## SELECTED EXTRACT
───

# Run Code at Specific Time and Day VB.NET



## deadscenekid

I am writing a program that will restart my computer at a certain time:

such as: restart my computer at 5:00 A.M. every morning.

Is there any way to check the time and have a Timer object check to see if it is that time and when it is that time restart my computer, also is there a way to make this program run in the task bar only?

Thanks.


----------



## Squashman

Why wouldn't you just use Task Scheduler. Don't even need to use VB to do this.


----------



## Squashman

I have also used this program in the past.
http://users.telenet.be/jbosman/applications.html


----------



## deadscenekid

It was just an idea I had, just a program to write out of boredom.

I thought I would learn how to do it.


----------



## Squashman

I guess if you really want to do it in VB then do it. I don't know VB so I can't help you with that. I try to do things as simple as possible. Use Task Scheduler to run the shutdown command at a specific time or I just use the PowerOff app. If it has already been done I don't try to reinvent the wheel.

───

## DATASET
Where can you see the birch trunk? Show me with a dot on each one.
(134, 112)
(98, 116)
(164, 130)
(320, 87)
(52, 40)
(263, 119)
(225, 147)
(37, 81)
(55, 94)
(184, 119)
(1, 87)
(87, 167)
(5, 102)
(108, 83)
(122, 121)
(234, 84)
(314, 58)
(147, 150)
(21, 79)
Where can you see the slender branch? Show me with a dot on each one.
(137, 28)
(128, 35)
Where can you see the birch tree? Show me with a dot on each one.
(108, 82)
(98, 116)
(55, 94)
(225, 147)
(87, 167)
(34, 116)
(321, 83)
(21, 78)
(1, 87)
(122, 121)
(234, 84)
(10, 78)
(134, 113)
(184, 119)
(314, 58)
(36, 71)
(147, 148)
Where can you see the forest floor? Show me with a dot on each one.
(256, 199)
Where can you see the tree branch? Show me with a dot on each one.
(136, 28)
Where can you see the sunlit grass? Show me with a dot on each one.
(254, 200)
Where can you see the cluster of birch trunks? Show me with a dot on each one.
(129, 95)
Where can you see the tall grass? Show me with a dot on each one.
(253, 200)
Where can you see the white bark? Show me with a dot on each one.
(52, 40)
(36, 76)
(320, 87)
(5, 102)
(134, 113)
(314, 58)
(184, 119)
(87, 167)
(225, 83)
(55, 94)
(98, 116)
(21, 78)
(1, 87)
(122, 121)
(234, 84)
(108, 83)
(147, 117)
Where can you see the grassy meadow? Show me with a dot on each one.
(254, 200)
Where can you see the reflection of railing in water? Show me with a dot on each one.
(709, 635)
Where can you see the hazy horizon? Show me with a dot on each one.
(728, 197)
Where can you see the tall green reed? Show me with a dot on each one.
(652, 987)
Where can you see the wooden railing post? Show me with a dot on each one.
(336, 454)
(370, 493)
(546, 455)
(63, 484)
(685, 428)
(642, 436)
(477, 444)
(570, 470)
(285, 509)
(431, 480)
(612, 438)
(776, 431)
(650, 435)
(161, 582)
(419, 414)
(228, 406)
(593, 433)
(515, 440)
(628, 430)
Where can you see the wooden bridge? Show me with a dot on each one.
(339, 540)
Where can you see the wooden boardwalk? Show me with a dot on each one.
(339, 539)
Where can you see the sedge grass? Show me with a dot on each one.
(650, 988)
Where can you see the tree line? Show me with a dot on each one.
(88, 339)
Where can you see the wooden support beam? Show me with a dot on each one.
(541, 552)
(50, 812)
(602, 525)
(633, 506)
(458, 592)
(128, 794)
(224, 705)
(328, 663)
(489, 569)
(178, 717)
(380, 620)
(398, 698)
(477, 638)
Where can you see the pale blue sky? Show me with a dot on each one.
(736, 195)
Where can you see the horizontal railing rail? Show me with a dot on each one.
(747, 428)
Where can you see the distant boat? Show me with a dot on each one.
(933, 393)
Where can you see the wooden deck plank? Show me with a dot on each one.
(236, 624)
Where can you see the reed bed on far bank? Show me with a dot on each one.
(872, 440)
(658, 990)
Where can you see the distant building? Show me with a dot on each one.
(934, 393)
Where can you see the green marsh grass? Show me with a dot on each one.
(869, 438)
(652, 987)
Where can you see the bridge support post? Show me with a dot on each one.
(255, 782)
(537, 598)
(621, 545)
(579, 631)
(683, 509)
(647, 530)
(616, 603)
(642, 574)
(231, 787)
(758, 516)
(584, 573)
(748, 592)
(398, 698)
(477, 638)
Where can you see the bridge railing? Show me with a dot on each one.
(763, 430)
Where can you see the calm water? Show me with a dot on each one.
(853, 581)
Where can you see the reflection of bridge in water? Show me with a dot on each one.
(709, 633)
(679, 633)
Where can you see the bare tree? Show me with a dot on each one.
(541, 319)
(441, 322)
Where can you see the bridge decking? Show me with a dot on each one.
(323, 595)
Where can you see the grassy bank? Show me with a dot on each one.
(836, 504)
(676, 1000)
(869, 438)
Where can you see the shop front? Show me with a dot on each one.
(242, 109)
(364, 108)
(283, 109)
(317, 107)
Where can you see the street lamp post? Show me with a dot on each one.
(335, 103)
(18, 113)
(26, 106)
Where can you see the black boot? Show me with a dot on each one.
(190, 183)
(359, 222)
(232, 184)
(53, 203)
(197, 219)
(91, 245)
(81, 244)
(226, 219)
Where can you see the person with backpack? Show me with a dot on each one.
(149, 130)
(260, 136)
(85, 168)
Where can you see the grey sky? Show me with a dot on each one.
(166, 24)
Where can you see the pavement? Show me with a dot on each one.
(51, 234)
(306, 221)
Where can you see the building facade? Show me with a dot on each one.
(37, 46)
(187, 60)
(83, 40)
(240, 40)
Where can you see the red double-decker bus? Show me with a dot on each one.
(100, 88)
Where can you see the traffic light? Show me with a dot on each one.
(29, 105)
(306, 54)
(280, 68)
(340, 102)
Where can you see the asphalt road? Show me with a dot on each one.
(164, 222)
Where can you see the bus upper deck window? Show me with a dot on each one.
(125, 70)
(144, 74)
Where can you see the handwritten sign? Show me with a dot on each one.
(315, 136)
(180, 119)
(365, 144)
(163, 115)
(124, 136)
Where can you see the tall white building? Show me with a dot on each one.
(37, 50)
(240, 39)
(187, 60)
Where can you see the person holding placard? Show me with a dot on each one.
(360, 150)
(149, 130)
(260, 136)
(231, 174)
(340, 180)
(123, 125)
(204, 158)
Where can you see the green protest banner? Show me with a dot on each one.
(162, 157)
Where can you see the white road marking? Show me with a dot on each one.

───

## THE PROBLEM
Please continue the forum thread about restarting a computer at a set time with VB.NET, starting after its last post.

## OUTPUT FOR THIS EXERCISE
----------



## pvc_

> I don't try to reinvent the wheel.


I've actually heard this a few times from different employers (software companies) and no offense to you, it pisses me off. lol... Sometimes they spent hours looking for alternative ways of doing something and gather a bunch of different tools and applications that are written in different languages for different environments, and they spend hours trying to get those apps to work together.... when all they have to do is, ask one of their employees to code a little application that would accomplish all those tasks.

Now going back to the topic. Doing this should be very simple. All you need is a timer that runs every 30 seconds or so, and a few lines of code.

In your timer event you'll have something like this:

'first you need to get the time and date that you want your computer to restart from lets say a textbox:



Code:


dim theTime as datetime

theTime = CDate(txtTime.Text)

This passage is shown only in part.